→ **Activity**
Below are some records; quote exactly the lines from the one that contains "Target: red pot interior" through the one that contains "Target: soil in red pot", inclusive, and no others.

Region pointing data
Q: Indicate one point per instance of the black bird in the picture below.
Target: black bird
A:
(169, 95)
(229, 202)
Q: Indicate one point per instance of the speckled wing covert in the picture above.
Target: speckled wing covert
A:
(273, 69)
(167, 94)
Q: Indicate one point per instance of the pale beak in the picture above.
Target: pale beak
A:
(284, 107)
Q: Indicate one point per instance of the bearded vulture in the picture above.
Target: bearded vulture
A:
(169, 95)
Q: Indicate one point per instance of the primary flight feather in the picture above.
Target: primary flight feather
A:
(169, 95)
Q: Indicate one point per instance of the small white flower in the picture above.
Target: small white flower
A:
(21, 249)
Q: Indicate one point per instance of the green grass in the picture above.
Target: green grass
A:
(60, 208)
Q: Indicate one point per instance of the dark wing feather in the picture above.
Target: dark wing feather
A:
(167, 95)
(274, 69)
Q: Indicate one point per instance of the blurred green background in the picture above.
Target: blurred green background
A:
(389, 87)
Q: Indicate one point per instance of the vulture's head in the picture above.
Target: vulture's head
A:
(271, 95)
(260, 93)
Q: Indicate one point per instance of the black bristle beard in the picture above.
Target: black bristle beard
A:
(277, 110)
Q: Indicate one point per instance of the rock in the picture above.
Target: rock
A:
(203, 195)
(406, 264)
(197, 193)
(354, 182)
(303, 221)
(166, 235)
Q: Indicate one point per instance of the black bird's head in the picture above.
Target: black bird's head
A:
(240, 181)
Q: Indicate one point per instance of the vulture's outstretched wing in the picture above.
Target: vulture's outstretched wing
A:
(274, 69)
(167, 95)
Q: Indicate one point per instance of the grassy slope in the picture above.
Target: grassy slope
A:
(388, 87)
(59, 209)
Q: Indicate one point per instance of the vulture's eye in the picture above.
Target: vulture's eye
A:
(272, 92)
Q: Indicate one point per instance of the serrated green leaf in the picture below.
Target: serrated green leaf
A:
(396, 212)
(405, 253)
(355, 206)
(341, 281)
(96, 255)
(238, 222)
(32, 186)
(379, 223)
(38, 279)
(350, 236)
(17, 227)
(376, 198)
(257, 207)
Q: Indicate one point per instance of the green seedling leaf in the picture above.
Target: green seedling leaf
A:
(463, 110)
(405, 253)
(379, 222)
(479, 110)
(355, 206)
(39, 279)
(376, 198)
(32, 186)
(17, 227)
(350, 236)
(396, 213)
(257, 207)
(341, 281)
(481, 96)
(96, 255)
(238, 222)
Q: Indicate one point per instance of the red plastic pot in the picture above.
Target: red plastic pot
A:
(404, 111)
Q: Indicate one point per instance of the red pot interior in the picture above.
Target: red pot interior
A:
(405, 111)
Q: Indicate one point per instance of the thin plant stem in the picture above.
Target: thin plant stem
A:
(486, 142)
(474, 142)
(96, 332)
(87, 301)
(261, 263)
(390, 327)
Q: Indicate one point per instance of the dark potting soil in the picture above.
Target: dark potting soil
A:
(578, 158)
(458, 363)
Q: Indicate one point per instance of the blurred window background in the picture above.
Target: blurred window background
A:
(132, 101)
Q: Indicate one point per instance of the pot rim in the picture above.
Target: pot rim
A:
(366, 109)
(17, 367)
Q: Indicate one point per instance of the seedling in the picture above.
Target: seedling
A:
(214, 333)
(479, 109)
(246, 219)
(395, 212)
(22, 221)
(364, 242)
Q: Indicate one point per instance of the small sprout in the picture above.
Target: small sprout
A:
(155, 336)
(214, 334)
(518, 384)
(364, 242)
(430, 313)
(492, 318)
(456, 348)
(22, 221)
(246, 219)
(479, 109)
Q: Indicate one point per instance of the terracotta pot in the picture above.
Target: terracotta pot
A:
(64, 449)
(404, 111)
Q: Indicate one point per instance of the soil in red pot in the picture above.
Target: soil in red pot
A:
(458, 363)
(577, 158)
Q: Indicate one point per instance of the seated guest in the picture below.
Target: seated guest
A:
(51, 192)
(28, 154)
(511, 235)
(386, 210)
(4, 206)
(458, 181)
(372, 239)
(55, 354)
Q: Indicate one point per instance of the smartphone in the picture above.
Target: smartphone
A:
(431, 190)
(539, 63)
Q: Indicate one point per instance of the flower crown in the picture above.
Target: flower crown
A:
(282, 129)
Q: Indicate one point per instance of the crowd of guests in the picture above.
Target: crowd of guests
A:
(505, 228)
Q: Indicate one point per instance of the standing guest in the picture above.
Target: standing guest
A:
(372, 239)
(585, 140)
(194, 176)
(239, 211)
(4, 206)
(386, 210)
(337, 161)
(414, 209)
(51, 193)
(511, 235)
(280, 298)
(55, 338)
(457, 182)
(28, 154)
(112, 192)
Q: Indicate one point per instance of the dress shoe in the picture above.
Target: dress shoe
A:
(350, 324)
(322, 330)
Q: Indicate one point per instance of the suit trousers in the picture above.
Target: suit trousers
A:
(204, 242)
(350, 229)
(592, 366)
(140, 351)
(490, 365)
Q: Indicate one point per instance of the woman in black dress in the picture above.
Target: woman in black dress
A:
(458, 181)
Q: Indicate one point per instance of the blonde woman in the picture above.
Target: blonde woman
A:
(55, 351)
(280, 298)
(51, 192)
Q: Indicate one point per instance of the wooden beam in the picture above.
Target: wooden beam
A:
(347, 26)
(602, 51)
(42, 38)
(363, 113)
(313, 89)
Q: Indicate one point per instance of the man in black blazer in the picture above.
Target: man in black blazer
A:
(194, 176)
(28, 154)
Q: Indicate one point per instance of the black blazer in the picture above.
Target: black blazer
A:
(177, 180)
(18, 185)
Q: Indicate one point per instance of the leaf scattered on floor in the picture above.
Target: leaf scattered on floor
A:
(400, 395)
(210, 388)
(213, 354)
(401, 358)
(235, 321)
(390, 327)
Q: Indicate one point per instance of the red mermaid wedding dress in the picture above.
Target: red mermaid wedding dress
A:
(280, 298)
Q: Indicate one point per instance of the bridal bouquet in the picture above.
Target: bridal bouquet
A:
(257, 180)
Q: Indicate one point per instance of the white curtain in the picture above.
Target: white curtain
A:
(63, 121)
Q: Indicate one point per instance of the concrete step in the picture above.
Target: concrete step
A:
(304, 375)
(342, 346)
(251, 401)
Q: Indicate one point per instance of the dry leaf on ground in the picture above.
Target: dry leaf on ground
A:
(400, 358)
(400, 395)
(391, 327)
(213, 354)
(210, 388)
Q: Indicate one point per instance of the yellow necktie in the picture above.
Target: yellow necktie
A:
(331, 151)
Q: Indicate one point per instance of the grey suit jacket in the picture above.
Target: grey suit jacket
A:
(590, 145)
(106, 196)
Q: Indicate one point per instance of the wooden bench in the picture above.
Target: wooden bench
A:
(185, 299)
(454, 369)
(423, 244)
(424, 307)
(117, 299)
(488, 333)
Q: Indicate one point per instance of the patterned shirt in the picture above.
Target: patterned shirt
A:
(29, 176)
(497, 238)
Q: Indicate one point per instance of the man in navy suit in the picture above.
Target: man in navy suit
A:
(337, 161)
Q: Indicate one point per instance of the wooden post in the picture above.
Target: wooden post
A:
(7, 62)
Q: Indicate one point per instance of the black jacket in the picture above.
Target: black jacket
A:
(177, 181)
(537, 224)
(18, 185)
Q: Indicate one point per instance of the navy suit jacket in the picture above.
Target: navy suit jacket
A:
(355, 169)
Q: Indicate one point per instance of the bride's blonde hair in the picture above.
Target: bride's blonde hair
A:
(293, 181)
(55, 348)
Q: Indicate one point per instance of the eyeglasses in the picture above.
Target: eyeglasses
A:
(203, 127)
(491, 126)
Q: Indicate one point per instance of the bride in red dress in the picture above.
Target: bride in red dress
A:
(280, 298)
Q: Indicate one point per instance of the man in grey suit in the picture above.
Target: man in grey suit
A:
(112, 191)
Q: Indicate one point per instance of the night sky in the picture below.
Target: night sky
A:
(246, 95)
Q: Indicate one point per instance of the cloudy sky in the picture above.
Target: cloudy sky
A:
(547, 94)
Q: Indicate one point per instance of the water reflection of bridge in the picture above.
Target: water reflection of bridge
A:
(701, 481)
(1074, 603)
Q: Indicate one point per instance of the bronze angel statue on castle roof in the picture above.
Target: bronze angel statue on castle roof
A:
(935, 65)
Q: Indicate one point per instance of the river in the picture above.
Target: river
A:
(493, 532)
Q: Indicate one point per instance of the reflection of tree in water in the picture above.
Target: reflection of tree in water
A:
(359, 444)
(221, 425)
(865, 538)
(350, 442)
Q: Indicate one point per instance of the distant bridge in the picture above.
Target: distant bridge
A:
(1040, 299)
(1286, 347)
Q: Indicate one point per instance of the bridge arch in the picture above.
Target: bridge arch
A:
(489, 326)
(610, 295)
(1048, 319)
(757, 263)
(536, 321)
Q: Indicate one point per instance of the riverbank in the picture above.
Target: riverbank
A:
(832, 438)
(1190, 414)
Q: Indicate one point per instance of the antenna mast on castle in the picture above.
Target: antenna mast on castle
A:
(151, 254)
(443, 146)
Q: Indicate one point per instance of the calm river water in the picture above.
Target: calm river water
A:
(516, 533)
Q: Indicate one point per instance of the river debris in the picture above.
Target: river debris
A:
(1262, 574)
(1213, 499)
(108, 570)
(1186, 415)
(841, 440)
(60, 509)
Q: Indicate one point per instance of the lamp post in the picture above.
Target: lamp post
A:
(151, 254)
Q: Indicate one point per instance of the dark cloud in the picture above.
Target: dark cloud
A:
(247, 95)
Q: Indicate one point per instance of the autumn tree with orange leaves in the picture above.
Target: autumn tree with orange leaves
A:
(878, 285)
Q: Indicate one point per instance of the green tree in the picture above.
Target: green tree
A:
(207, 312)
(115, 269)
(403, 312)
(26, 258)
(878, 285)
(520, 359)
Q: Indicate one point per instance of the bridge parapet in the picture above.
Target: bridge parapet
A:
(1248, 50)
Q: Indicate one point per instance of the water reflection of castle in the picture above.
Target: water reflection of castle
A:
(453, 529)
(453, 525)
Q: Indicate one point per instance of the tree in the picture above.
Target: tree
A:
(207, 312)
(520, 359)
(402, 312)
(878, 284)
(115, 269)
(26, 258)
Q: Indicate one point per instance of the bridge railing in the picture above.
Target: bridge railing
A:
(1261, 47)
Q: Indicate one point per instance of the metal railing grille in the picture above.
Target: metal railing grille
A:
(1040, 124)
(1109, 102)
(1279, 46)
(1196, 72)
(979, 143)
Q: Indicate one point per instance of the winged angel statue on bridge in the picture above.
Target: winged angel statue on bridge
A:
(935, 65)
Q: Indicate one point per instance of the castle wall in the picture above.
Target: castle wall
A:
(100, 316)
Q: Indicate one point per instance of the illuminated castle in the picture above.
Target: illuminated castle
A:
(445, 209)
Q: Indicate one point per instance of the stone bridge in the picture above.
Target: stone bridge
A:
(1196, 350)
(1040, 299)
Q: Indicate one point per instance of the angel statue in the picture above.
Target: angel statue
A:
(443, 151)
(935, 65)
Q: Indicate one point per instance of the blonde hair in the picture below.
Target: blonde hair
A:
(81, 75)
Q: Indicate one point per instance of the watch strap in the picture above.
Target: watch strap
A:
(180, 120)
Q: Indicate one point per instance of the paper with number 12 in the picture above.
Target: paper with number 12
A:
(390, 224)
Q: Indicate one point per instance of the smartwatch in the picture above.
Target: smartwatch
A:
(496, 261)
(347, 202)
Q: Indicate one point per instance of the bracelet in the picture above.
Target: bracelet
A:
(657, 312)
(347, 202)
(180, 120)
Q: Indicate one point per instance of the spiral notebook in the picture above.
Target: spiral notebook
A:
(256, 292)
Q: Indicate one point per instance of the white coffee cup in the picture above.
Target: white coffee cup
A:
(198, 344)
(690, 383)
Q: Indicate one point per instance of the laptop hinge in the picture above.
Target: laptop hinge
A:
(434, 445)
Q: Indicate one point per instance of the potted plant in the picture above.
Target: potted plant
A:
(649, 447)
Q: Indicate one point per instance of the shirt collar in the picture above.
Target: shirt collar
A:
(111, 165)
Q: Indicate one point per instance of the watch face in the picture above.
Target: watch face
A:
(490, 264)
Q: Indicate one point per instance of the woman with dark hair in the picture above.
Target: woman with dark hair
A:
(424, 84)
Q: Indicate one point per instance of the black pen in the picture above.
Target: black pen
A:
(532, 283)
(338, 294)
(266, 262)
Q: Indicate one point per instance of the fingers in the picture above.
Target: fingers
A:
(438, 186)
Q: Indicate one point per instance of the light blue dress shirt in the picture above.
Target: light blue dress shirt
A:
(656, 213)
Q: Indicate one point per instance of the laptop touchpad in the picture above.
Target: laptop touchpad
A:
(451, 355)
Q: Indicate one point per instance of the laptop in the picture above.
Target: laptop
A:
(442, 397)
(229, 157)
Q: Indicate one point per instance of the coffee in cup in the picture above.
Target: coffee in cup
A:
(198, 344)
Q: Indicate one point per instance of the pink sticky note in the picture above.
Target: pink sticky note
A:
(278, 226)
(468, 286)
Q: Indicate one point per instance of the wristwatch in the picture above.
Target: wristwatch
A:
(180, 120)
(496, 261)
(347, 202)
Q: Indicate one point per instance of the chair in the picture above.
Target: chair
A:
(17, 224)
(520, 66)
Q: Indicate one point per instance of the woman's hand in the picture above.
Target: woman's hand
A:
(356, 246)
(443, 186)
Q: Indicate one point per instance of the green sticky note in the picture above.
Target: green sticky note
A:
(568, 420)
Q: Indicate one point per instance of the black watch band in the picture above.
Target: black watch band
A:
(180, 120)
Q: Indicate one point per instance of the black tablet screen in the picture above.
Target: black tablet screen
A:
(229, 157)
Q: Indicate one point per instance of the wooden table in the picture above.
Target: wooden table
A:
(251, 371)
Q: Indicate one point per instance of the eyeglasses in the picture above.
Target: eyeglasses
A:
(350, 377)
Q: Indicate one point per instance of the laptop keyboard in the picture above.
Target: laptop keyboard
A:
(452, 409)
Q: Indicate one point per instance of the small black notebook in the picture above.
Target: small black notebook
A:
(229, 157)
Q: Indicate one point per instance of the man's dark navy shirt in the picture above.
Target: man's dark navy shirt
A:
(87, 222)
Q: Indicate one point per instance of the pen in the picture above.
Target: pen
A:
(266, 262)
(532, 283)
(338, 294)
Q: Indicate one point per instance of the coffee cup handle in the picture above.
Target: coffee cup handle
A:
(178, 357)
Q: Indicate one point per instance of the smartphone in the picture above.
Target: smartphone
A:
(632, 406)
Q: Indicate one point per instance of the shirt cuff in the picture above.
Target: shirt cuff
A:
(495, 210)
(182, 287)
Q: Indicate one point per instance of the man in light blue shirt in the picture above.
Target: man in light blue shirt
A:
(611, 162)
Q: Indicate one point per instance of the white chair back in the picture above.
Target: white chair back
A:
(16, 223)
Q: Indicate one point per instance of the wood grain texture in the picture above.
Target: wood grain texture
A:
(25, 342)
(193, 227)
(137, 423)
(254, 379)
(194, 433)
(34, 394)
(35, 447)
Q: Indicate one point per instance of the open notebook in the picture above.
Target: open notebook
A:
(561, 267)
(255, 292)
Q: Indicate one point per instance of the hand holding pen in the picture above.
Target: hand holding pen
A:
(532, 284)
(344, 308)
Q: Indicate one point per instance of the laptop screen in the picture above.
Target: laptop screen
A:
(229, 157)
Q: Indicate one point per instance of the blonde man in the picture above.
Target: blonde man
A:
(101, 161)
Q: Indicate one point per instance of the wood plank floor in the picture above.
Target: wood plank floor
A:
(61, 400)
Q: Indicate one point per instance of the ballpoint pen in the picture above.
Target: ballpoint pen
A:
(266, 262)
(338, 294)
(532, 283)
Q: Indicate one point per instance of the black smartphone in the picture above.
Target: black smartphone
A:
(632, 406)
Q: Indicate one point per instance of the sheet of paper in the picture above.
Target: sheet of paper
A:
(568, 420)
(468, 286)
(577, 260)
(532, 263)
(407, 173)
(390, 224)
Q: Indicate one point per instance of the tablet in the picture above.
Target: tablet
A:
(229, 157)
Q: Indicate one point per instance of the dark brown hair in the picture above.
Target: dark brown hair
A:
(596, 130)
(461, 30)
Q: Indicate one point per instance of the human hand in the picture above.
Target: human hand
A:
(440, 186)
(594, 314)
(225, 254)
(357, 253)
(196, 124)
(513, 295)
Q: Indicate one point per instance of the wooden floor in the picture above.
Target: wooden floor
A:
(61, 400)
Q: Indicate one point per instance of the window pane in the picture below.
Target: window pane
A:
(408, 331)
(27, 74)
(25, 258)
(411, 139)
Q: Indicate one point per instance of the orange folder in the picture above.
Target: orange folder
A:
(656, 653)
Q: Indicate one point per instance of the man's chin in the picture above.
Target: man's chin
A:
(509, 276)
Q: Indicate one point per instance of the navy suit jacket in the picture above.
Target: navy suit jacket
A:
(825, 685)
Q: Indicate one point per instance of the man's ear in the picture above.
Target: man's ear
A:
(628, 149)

→ **Output**
Target: red pot interior
A:
(405, 111)
Q: Indicate one point per instance of the thin plant stem in the picture above.
Target: thin plant stem
A:
(486, 142)
(474, 142)
(96, 332)
(87, 301)
(261, 263)
(390, 327)
Q: Indicate one point per instance of the dark potting soil in the picture above.
Target: dark potting soil
A:
(578, 158)
(458, 363)
Q: Indicate one point per instance of the blurred window background in the picture above.
Target: blurred window background
A:
(132, 101)
Q: Indicate one point per instance of the pot rim in the picture above.
Target: pot rim
A:
(366, 109)
(17, 367)
Q: Indicate one point per instance of the seedling in the picture above.
Target: seedling
A:
(214, 333)
(479, 109)
(246, 219)
(395, 212)
(22, 221)
(364, 242)
Q: Indicate one point per instance of the small sprout in the picture above.
Target: small sprout
A:
(155, 336)
(214, 334)
(518, 384)
(364, 242)
(430, 313)
(492, 318)
(456, 348)
(22, 221)
(246, 219)
(479, 109)
Q: Indicate one point per instance of the terracotta pot in the picture above.
Target: terracotta pot
A:
(64, 449)
(404, 111)
Q: Indicate one point per instance of the soil in red pot in the picture above.
Target: soil in red pot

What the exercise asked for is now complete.